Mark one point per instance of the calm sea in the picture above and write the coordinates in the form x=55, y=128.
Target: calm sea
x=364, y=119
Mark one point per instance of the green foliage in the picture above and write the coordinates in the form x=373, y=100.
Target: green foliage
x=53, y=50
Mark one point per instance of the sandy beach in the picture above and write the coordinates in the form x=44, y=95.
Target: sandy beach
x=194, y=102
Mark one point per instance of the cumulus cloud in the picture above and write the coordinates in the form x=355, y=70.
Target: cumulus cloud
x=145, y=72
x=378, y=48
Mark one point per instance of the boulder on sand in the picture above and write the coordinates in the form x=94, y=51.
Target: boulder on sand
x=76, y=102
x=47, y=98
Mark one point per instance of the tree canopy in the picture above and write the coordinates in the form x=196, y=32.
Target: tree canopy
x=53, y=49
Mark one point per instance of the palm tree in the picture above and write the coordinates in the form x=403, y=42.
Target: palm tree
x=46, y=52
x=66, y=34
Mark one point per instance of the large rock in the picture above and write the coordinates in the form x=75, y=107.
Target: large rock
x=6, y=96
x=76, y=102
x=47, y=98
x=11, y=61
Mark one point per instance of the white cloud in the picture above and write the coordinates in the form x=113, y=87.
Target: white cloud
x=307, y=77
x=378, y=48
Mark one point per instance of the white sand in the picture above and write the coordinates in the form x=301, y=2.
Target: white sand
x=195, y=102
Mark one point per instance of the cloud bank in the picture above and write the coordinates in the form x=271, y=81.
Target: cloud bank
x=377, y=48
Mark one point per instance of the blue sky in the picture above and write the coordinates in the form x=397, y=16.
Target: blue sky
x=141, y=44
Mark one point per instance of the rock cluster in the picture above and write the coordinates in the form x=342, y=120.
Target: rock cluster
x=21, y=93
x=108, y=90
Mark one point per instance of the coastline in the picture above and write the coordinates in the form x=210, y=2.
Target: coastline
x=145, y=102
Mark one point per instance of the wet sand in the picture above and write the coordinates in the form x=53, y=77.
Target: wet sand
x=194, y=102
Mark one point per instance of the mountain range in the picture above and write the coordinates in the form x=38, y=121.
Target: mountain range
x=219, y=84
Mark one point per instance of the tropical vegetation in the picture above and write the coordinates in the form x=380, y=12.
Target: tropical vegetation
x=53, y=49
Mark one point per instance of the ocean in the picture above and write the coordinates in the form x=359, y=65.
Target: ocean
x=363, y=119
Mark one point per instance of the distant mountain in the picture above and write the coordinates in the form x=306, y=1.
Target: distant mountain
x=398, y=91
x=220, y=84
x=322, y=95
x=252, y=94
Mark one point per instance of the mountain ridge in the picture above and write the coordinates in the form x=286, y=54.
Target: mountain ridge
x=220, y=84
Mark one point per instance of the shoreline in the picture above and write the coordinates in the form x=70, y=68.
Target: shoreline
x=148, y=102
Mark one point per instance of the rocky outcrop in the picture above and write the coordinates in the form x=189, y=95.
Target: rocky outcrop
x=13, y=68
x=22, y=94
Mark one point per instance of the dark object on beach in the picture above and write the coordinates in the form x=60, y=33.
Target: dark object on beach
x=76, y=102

--------------------------------------------------

→ **PROBLEM TO WORK ON**
Transcribe every line of the records, keeping each one exact.

→ **EXERCISE RESULT**
Mark one point per instance of the calm sea in the picture above and write the coordinates in the form x=55, y=128.
Target: calm sea
x=364, y=119
Mark one point per instance of the green foliage in the picture above and write the coordinates in the form x=373, y=100.
Target: green foliage
x=53, y=50
Mark one point per instance of the sandy beach in the picture above and write the coordinates in the form x=44, y=95.
Target: sandy beach
x=194, y=102
Mark one point per instance of the cumulus cloud in the picture above and write the coordinates in the form x=355, y=70.
Target: cumulus cloud
x=145, y=72
x=378, y=48
Mark one point per instance of the boulder on sand in the picture above and write the coordinates in the form x=94, y=51.
Target: boulder on sand
x=76, y=102
x=47, y=98
Mark one point per instance of the tree canopy in the picture above and write the coordinates in the form x=196, y=32.
Target: tree canopy
x=53, y=49
Mark one point per instance of the palm tree in the picture above and write the coordinates in the form x=403, y=42.
Target: palm tree
x=46, y=52
x=66, y=34
Mark one point per instance of the large rock in the picture above and write the coordinates in the form x=75, y=107.
Target: large rock
x=6, y=96
x=76, y=102
x=47, y=98
x=11, y=61
Mark one point per instance of the white cloud in the picture above and write the coordinates in the form x=113, y=87.
Target: white cloud
x=307, y=77
x=378, y=48
Mark one point per instance of the white sand in the picture above and write the coordinates in the form x=301, y=2.
Target: white sand
x=195, y=102
Mark one point per instance of the cloud bank in the picture above and write the coordinates in the form x=271, y=81.
Target: cloud bank
x=377, y=48
Mark one point per instance of the blue sky in the picture above and write the coordinates in the form x=397, y=16.
Target: blue sky
x=141, y=44
Mark one point per instance of the rock cluster in the picture above and write the coordinates in the form x=342, y=120.
Target: rock cluster
x=21, y=93
x=108, y=90
Mark one point per instance of the coastline in the picture above and write the coordinates in the form x=210, y=2.
Target: coastline
x=145, y=102
Mark one point per instance of the wet sand in the picture above and write the coordinates in the form x=53, y=77.
Target: wet sand
x=194, y=102
Mark one point per instance of the mountain range in the picture above and write the coordinates in the form x=38, y=121.
Target: mountain range
x=219, y=84
Mark one point per instance of the tropical vegetation in the picture above and write the coordinates in the form x=380, y=12.
Target: tropical vegetation
x=53, y=49
Mark one point per instance of the ocean in the picture above and write the coordinates in the form x=359, y=65.
Target: ocean
x=363, y=119
Mark one point per instance of the distant mountain in the picture above and write the coordinates in the form x=306, y=1.
Target: distant mountain
x=398, y=91
x=220, y=84
x=322, y=95
x=252, y=94
Mark one point per instance of the mountain ridge in the picture above and write the coordinates in the form x=286, y=54.
Target: mountain ridge
x=220, y=84
Mark one point per instance of the shoreline in the picture above and write the coordinates in the form x=70, y=68.
Target: shoreline
x=148, y=102
Mark one point per instance of the rocky outcrop in the picture above and write the coordinates in the form x=189, y=95.
Target: rocky outcrop
x=13, y=68
x=22, y=94
Mark one point per instance of the dark object on beach in the picture above and write the coordinates in the form x=60, y=33.
Target: dark object on beach
x=76, y=102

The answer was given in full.